Write out the lines of the material below exactly, beginning at the line with "the river reflection" and stopping after the line with "x=297, y=459", and leave out the pictures.

## Source material
☆ ☆ ☆ ☆

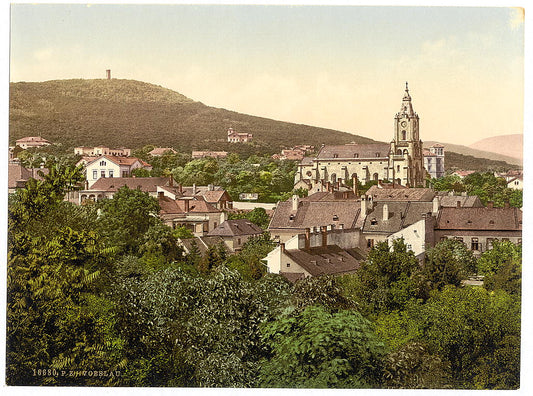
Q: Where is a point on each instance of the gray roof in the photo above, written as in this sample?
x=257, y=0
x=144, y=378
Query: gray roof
x=487, y=219
x=316, y=213
x=351, y=151
x=231, y=228
x=401, y=194
x=470, y=201
x=401, y=215
x=327, y=260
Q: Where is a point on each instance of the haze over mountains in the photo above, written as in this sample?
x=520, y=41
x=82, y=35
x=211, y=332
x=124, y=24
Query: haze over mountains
x=129, y=113
x=509, y=145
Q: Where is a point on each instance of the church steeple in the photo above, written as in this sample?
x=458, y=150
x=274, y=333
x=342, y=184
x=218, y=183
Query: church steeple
x=407, y=107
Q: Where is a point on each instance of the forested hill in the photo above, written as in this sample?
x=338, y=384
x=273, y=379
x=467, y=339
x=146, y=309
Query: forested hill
x=130, y=113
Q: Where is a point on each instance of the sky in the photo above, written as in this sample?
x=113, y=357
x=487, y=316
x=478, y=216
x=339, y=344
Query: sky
x=339, y=67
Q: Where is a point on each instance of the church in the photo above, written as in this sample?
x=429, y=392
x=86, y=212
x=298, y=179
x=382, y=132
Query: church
x=401, y=162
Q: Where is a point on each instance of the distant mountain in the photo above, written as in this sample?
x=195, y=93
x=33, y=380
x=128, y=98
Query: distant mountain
x=128, y=113
x=509, y=145
x=468, y=151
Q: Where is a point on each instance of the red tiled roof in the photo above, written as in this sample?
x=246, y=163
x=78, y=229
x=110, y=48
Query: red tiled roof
x=400, y=194
x=236, y=228
x=500, y=219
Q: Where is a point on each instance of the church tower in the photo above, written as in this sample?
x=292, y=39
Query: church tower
x=405, y=160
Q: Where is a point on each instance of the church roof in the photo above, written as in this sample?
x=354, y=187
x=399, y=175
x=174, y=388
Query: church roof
x=355, y=151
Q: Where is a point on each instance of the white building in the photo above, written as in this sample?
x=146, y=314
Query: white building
x=112, y=166
x=400, y=162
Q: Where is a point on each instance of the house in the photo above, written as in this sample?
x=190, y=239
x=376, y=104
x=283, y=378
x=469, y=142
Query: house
x=214, y=195
x=193, y=213
x=326, y=252
x=212, y=154
x=32, y=142
x=106, y=187
x=463, y=174
x=102, y=150
x=112, y=166
x=235, y=137
x=477, y=228
x=400, y=162
x=516, y=183
x=159, y=151
x=292, y=217
x=235, y=233
x=434, y=160
x=18, y=175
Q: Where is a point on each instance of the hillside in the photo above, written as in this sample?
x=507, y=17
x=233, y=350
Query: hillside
x=465, y=150
x=509, y=145
x=127, y=113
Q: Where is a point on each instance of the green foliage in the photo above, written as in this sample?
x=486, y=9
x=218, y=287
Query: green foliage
x=478, y=332
x=412, y=367
x=387, y=279
x=502, y=267
x=448, y=263
x=318, y=349
x=127, y=217
x=119, y=113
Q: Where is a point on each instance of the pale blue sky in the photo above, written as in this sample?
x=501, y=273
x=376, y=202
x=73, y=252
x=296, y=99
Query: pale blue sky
x=341, y=67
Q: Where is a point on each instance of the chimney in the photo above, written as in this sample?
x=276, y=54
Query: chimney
x=436, y=205
x=385, y=212
x=355, y=185
x=295, y=202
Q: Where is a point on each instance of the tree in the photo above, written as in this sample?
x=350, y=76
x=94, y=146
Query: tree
x=502, y=267
x=387, y=279
x=478, y=332
x=318, y=349
x=127, y=217
x=448, y=263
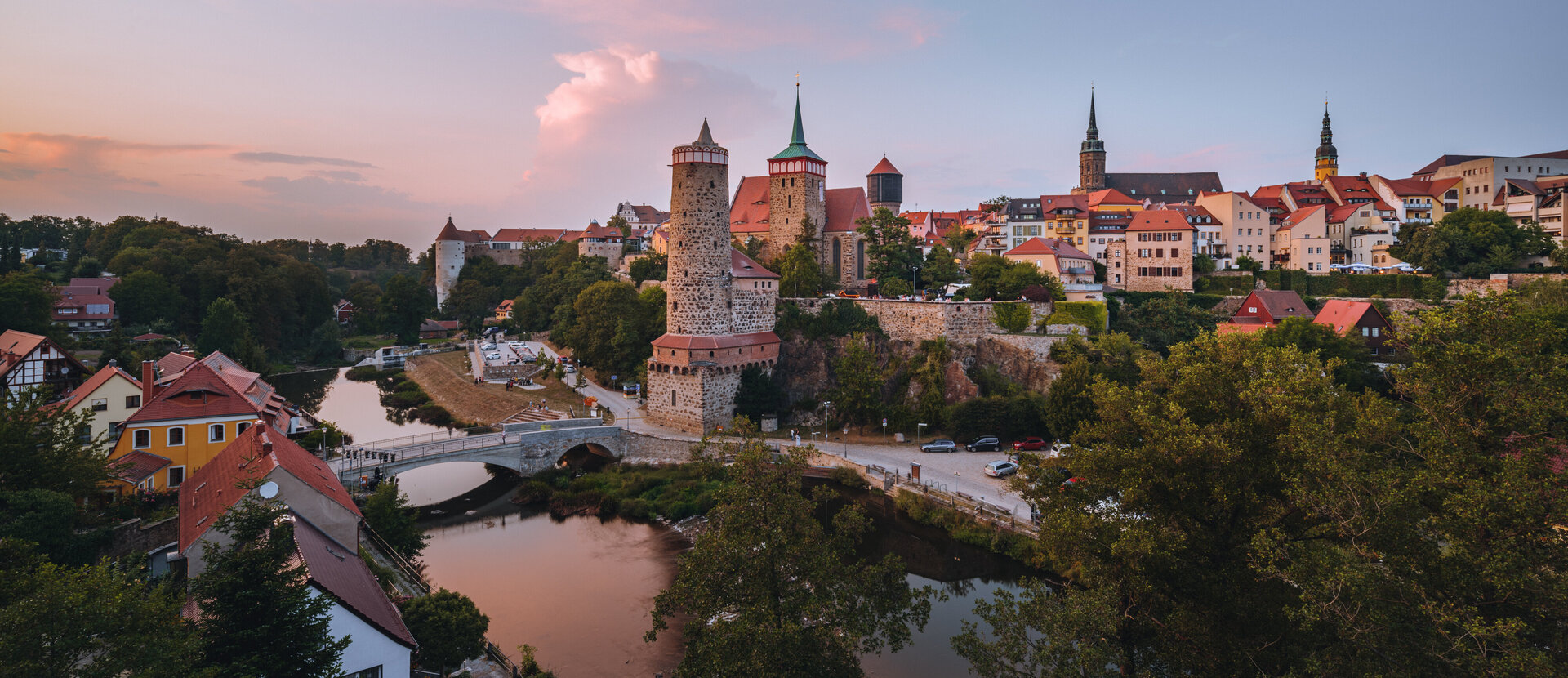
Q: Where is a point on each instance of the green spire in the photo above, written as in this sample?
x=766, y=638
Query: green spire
x=797, y=141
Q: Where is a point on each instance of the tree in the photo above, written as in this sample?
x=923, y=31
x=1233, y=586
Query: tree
x=768, y=591
x=259, y=616
x=1164, y=320
x=758, y=396
x=889, y=248
x=858, y=396
x=1070, y=404
x=1470, y=240
x=1012, y=316
x=27, y=300
x=42, y=448
x=93, y=622
x=394, y=520
x=1348, y=355
x=449, y=628
x=651, y=265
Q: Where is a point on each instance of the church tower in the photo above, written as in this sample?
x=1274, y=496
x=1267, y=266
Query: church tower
x=1092, y=156
x=1327, y=162
x=797, y=192
x=719, y=320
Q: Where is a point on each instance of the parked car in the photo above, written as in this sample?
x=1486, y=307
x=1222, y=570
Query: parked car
x=941, y=444
x=985, y=444
x=1000, y=468
x=1029, y=444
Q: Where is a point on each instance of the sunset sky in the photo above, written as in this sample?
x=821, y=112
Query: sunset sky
x=347, y=119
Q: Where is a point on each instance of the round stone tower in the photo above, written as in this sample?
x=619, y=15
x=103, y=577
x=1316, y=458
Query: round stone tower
x=697, y=286
x=449, y=261
x=884, y=185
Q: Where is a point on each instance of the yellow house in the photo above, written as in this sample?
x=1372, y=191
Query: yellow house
x=189, y=421
x=110, y=396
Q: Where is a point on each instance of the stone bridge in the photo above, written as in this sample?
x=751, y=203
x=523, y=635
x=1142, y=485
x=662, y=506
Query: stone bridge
x=526, y=448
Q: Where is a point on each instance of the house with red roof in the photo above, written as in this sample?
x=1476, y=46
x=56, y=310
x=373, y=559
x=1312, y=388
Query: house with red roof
x=265, y=465
x=1155, y=256
x=1356, y=319
x=37, y=361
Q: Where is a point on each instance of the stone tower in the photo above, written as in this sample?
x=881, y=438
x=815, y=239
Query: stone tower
x=797, y=190
x=1327, y=160
x=719, y=305
x=449, y=261
x=884, y=185
x=1092, y=156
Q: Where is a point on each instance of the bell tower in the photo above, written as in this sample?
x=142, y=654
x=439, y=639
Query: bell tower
x=1327, y=160
x=797, y=192
x=1092, y=156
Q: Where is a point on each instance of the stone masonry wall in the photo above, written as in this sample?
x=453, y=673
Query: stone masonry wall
x=961, y=322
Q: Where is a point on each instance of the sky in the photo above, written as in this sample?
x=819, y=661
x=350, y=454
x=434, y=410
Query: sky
x=352, y=119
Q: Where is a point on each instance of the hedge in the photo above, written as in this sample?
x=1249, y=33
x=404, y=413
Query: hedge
x=1352, y=284
x=1090, y=314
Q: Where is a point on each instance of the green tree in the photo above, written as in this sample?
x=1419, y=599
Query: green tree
x=449, y=628
x=1348, y=355
x=27, y=300
x=651, y=265
x=1070, y=404
x=394, y=520
x=800, y=272
x=1012, y=316
x=1470, y=240
x=758, y=396
x=259, y=616
x=858, y=395
x=1164, y=320
x=889, y=248
x=42, y=448
x=768, y=591
x=91, y=622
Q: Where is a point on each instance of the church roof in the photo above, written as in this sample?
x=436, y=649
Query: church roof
x=884, y=168
x=1164, y=184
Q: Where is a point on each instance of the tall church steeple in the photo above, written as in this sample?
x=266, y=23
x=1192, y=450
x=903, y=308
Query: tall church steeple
x=1092, y=154
x=1327, y=159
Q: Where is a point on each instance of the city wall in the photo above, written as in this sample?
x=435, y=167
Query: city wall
x=961, y=322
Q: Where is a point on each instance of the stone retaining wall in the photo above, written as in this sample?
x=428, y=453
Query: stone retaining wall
x=961, y=322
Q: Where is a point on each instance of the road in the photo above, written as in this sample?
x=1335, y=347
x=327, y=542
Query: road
x=954, y=471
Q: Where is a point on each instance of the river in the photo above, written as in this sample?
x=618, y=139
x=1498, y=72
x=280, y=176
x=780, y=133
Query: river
x=579, y=589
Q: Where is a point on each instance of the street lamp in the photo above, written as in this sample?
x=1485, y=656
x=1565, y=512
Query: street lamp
x=826, y=407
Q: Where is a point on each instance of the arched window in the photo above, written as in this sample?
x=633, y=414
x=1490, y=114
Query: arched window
x=838, y=264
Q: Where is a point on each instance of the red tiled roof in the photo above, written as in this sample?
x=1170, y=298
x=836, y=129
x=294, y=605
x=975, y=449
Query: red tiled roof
x=844, y=207
x=750, y=209
x=1341, y=314
x=529, y=234
x=1159, y=220
x=724, y=341
x=136, y=466
x=216, y=398
x=216, y=487
x=345, y=577
x=95, y=381
x=884, y=168
x=742, y=265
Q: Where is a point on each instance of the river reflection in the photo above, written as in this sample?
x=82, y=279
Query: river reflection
x=354, y=407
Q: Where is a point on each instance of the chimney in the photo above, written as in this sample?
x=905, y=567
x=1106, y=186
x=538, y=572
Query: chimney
x=149, y=374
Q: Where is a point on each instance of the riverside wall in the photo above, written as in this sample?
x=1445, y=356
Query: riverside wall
x=961, y=322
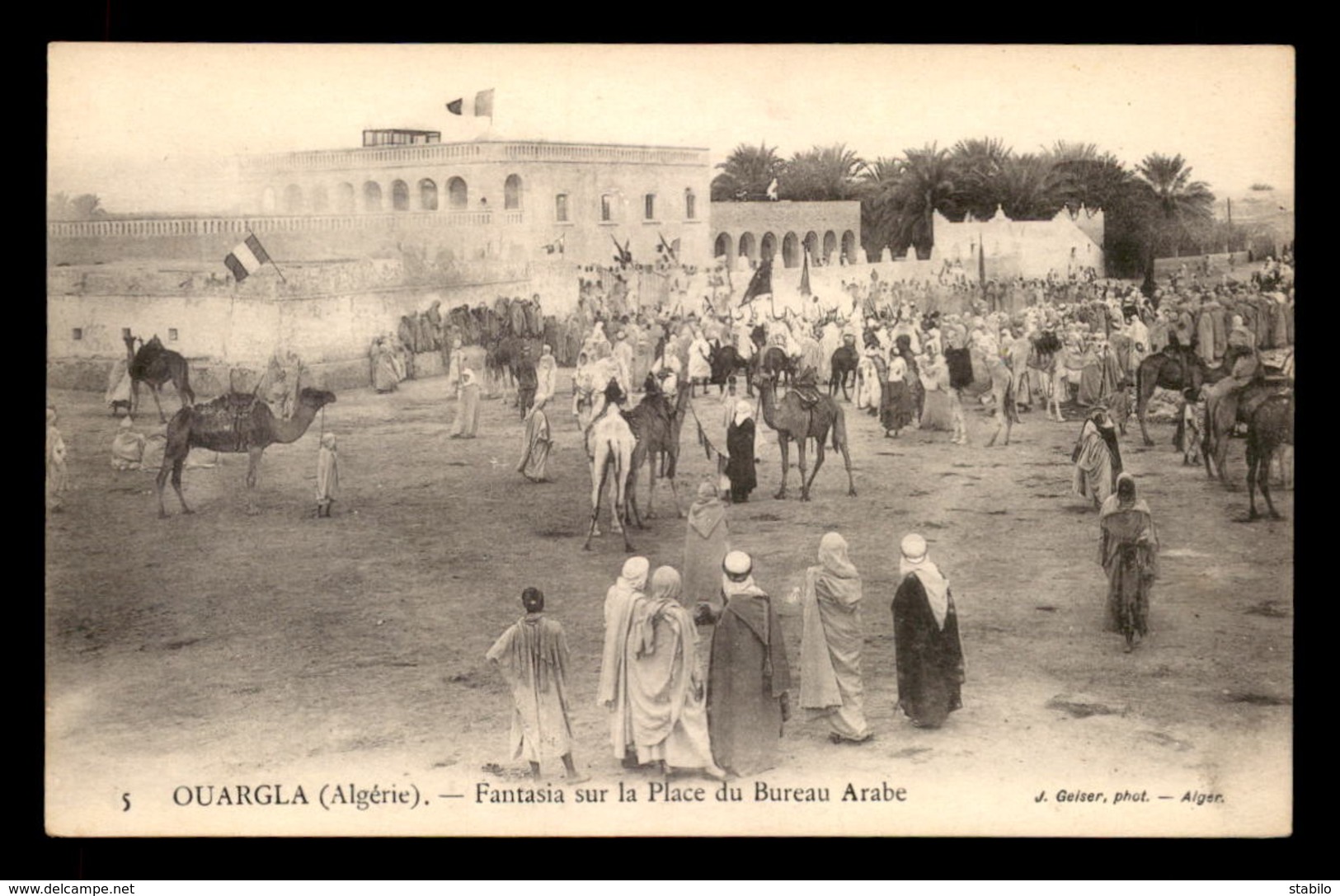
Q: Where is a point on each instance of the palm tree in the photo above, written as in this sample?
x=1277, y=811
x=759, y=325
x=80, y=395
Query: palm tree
x=821, y=175
x=878, y=214
x=925, y=184
x=980, y=165
x=746, y=173
x=1183, y=205
x=1025, y=188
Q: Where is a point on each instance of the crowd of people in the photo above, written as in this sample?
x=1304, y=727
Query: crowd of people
x=694, y=671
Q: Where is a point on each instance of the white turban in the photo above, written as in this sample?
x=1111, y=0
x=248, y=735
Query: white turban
x=913, y=547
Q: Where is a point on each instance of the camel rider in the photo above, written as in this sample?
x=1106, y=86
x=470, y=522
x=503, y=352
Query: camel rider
x=1245, y=368
x=806, y=385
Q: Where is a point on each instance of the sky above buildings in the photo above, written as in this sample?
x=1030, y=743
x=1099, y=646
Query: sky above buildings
x=154, y=128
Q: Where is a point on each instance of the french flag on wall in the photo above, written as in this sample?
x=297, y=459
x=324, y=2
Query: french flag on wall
x=247, y=257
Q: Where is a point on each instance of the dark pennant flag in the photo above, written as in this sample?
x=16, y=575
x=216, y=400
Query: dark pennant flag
x=760, y=284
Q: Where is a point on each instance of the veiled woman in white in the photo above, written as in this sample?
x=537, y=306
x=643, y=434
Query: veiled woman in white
x=830, y=643
x=666, y=694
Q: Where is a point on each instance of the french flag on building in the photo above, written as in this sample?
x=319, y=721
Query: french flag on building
x=247, y=257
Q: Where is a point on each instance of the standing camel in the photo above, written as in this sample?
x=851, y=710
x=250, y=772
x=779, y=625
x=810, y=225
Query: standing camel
x=657, y=433
x=1225, y=415
x=792, y=421
x=233, y=424
x=610, y=443
x=1164, y=370
x=1269, y=426
x=154, y=366
x=1003, y=396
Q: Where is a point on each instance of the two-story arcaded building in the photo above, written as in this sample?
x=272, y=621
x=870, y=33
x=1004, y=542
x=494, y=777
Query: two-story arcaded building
x=493, y=199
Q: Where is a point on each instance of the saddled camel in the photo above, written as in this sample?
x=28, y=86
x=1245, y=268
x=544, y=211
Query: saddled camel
x=233, y=425
x=1164, y=370
x=154, y=366
x=793, y=422
x=610, y=445
x=656, y=426
x=1269, y=426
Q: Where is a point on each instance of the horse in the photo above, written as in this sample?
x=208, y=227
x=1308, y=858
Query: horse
x=843, y=364
x=726, y=360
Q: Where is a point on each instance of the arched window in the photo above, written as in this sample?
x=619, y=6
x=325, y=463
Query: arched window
x=293, y=199
x=371, y=196
x=457, y=196
x=830, y=246
x=428, y=195
x=345, y=197
x=768, y=246
x=746, y=246
x=400, y=196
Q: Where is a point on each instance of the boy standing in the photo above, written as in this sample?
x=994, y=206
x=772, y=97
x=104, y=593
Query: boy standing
x=534, y=658
x=1193, y=415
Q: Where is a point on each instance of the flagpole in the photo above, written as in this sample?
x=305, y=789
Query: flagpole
x=252, y=233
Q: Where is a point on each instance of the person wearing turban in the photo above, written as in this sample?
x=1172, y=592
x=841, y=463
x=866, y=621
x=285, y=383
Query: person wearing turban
x=532, y=655
x=613, y=692
x=666, y=692
x=830, y=643
x=748, y=675
x=128, y=446
x=740, y=446
x=468, y=407
x=928, y=653
x=1129, y=549
x=57, y=476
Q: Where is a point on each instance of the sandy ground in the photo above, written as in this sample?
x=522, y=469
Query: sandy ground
x=223, y=650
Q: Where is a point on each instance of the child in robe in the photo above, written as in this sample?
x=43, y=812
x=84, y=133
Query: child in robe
x=327, y=474
x=57, y=477
x=534, y=658
x=1193, y=417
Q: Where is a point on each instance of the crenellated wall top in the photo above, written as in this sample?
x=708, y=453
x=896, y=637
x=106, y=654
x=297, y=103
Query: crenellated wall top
x=473, y=152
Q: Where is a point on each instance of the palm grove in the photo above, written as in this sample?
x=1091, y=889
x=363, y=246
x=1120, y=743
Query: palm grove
x=1151, y=210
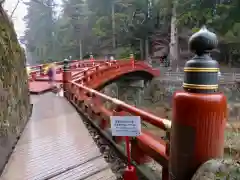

☆ ☆ ☆ ☆

## Result for this task
Q: Where is a point on each instance of the river reflection in the photo above, written as in this sample?
x=82, y=279
Query: river reflection
x=354, y=407
Q: Where is a point on each instance of the chimney in the photo above, written as in this sample?
x=905, y=567
x=1106, y=186
x=538, y=572
Query: chimney
x=149, y=374
Q: Where is a point on each instance of the riverside wall in the photo above, written as in this sample?
x=1445, y=356
Query: riverside wall
x=961, y=322
Q: Where is a point on each instance of the palm tree in the photo above, written as in this sample?
x=1277, y=811
x=759, y=325
x=80, y=395
Query: palm tree
x=821, y=175
x=878, y=214
x=925, y=184
x=980, y=165
x=746, y=173
x=1183, y=205
x=1025, y=188
Q: Where is a point on each instance of the crowd of people in the photo above, written as in this sample?
x=1304, y=727
Query: crowd of people
x=694, y=671
Q: Where is a point on each instance of the white turban in the photo above, written as in this sample?
x=1111, y=0
x=248, y=735
Query: white turban
x=913, y=547
Q: Where is a point on each instance of the camel rider in the photo above, written as in this sample?
x=1106, y=86
x=470, y=522
x=503, y=352
Query: camel rider
x=1245, y=368
x=806, y=385
Q: Where is a point on each instance of the sky above buildings in the photo above, written as in this sample?
x=1030, y=743
x=1099, y=646
Query: sky above buildings
x=154, y=128
Q: Where is a point on each instance of the french flag on wall in the photo above, written as in this sample?
x=297, y=459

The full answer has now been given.